* [Task brief]: Reproduce the rows exactly as they appear, starting at the first row and ending with the line that contains "1007L853 1174L757 1088L576".

Records from a data source:
::::

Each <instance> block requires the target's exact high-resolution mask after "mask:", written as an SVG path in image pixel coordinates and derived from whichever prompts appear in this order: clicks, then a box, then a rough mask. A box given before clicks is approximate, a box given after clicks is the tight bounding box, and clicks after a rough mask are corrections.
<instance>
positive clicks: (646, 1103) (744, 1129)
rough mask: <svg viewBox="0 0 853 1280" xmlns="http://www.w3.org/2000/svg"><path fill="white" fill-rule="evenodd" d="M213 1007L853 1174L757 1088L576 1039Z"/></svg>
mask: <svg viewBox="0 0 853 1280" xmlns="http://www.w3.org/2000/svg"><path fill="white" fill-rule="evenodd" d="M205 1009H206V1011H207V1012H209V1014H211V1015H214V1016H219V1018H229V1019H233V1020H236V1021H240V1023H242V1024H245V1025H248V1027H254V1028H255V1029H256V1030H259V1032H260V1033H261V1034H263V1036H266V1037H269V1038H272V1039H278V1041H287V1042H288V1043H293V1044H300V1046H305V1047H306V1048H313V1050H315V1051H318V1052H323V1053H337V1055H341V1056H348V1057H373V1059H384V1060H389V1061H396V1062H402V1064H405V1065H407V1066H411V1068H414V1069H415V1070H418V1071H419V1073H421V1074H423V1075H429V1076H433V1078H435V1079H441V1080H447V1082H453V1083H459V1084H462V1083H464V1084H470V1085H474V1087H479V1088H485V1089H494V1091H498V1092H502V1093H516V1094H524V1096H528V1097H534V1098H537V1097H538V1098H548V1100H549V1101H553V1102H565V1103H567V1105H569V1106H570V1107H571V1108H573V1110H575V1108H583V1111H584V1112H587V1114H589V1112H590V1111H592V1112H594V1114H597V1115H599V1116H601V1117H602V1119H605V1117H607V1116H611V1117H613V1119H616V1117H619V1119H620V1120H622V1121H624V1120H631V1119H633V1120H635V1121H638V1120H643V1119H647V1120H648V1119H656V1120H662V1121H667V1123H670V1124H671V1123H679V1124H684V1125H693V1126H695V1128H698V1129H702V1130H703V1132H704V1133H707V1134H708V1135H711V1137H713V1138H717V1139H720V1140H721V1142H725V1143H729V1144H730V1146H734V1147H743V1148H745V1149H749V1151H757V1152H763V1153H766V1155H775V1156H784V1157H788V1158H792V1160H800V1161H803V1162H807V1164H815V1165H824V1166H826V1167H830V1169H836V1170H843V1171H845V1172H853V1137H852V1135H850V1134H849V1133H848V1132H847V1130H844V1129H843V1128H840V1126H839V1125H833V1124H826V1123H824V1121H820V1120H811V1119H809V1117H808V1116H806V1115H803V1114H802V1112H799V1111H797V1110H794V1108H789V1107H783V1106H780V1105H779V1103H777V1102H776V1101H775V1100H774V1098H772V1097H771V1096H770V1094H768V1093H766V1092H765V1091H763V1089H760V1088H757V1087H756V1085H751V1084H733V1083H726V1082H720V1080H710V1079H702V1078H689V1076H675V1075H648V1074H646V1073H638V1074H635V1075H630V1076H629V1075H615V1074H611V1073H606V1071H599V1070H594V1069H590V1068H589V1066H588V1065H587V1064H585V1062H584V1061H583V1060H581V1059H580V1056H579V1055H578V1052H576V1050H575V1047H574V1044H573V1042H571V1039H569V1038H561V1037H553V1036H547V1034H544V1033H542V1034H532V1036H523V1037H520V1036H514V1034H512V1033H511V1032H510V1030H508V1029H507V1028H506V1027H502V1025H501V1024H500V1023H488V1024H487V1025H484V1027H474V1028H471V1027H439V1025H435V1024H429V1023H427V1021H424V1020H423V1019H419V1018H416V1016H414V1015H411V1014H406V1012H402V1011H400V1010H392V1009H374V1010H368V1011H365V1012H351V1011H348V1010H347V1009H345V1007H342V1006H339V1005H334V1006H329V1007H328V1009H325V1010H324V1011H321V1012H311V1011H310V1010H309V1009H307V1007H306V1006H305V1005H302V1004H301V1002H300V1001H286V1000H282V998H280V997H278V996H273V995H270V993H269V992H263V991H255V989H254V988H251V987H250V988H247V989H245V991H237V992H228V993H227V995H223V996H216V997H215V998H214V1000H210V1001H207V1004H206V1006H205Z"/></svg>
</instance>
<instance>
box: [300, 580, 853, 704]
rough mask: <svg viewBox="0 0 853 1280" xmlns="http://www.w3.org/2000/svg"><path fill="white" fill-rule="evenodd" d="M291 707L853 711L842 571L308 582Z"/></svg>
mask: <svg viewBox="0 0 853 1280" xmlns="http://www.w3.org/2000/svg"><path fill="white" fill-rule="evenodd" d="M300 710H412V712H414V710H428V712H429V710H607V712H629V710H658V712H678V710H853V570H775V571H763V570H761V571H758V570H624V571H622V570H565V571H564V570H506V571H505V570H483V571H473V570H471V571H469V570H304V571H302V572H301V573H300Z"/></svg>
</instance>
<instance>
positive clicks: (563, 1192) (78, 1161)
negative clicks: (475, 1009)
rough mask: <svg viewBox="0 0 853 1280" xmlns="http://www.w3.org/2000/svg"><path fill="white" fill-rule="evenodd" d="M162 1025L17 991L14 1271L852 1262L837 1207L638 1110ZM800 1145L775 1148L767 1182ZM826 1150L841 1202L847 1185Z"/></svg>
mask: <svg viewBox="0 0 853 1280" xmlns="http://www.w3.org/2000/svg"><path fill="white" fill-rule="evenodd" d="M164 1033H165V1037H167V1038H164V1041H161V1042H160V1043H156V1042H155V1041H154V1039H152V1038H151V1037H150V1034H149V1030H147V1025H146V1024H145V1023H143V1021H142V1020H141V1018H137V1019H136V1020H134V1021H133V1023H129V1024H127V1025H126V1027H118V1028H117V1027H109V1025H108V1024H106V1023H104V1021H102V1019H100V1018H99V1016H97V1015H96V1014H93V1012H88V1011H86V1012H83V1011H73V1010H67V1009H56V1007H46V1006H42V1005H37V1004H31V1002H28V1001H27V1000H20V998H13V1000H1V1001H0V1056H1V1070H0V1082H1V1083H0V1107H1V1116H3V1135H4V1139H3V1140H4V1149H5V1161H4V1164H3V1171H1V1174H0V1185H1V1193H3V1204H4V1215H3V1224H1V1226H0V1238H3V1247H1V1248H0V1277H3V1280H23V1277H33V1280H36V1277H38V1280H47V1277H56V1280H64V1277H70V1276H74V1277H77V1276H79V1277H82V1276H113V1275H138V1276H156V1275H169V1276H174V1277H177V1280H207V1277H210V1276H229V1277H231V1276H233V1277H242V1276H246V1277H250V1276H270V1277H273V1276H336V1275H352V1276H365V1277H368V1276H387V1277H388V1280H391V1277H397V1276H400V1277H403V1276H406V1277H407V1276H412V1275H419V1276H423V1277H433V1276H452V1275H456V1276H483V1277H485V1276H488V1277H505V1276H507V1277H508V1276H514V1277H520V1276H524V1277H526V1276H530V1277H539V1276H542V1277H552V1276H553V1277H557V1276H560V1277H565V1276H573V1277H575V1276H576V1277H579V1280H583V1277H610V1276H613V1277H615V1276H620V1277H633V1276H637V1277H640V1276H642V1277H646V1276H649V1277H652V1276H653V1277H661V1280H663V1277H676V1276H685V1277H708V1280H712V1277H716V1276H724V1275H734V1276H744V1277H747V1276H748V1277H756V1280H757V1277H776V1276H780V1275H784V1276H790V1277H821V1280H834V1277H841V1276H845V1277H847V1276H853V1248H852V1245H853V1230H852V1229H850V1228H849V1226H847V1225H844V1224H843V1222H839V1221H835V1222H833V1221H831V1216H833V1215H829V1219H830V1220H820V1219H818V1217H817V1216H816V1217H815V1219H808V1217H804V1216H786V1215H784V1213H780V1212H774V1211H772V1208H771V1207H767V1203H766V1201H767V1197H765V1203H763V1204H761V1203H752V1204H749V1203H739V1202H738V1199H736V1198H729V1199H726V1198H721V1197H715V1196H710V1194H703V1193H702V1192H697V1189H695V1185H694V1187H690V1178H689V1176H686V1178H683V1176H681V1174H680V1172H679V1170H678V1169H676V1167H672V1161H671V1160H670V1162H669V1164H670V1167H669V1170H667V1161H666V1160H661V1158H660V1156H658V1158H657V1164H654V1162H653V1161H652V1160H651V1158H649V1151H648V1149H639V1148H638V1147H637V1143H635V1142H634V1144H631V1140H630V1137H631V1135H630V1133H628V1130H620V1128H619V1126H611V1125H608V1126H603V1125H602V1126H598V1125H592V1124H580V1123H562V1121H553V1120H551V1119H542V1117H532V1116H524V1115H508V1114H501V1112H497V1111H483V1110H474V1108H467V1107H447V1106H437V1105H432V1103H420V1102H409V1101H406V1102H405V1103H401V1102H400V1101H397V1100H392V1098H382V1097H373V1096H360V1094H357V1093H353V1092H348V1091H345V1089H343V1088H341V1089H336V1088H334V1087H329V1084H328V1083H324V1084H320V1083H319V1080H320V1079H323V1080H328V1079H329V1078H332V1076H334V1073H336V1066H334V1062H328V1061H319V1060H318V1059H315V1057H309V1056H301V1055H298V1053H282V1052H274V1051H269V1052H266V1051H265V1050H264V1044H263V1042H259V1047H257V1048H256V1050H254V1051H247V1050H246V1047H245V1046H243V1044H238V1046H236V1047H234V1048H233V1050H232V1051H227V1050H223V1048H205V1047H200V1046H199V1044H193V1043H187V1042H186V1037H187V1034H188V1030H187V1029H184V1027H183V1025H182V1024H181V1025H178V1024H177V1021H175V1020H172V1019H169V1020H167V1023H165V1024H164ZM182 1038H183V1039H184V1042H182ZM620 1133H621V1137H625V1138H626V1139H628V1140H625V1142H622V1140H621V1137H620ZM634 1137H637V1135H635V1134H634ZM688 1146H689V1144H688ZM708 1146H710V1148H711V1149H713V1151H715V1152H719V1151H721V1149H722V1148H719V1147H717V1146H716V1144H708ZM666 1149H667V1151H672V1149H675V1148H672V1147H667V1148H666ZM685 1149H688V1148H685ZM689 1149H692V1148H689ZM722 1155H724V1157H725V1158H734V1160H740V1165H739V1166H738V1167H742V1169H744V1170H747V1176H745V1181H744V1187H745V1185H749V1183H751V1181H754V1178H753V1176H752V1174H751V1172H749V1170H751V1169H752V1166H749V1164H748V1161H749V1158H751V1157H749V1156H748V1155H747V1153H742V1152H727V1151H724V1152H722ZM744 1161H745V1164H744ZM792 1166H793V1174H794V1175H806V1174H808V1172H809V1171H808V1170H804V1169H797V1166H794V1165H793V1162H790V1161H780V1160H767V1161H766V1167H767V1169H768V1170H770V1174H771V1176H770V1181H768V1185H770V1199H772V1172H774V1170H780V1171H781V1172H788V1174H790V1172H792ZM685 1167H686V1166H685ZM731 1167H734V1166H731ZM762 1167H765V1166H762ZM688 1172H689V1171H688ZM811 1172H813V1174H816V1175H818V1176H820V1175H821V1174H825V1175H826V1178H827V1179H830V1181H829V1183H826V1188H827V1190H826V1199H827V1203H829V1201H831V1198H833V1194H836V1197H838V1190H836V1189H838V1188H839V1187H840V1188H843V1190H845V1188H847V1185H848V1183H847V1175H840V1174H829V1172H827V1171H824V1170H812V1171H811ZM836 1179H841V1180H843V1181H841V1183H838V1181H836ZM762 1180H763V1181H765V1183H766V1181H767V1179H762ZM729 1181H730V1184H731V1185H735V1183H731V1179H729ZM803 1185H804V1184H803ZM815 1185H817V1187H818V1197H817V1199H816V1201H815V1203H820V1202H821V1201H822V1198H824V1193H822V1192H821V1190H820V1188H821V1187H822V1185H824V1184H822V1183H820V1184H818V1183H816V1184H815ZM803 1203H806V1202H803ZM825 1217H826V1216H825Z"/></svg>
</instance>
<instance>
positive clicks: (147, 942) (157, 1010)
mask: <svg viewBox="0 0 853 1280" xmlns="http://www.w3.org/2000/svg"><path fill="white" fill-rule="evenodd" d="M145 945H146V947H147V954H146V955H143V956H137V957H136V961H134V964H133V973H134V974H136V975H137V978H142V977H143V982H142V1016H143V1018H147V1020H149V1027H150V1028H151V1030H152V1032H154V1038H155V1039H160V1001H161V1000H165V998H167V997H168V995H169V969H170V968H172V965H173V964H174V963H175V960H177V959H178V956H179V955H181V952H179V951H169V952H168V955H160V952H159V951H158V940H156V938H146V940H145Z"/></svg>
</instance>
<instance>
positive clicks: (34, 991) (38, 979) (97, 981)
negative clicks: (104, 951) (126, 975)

::::

* [Written reply]:
Each <instance> block requires the target's exact high-resolution mask after "mask:", written as an SVG path in image pixel coordinates and derived from whichever prompts appear in this order: clicks, then a box, then a rough mask. A box given before clicks is approximate, a box given after clicks is the tight bounding box, and clicks after a rough mask are corrections.
<instance>
positive clicks: (646, 1103) (744, 1129)
rough mask: <svg viewBox="0 0 853 1280" xmlns="http://www.w3.org/2000/svg"><path fill="white" fill-rule="evenodd" d="M213 1007L853 1174L757 1088L576 1039Z"/></svg>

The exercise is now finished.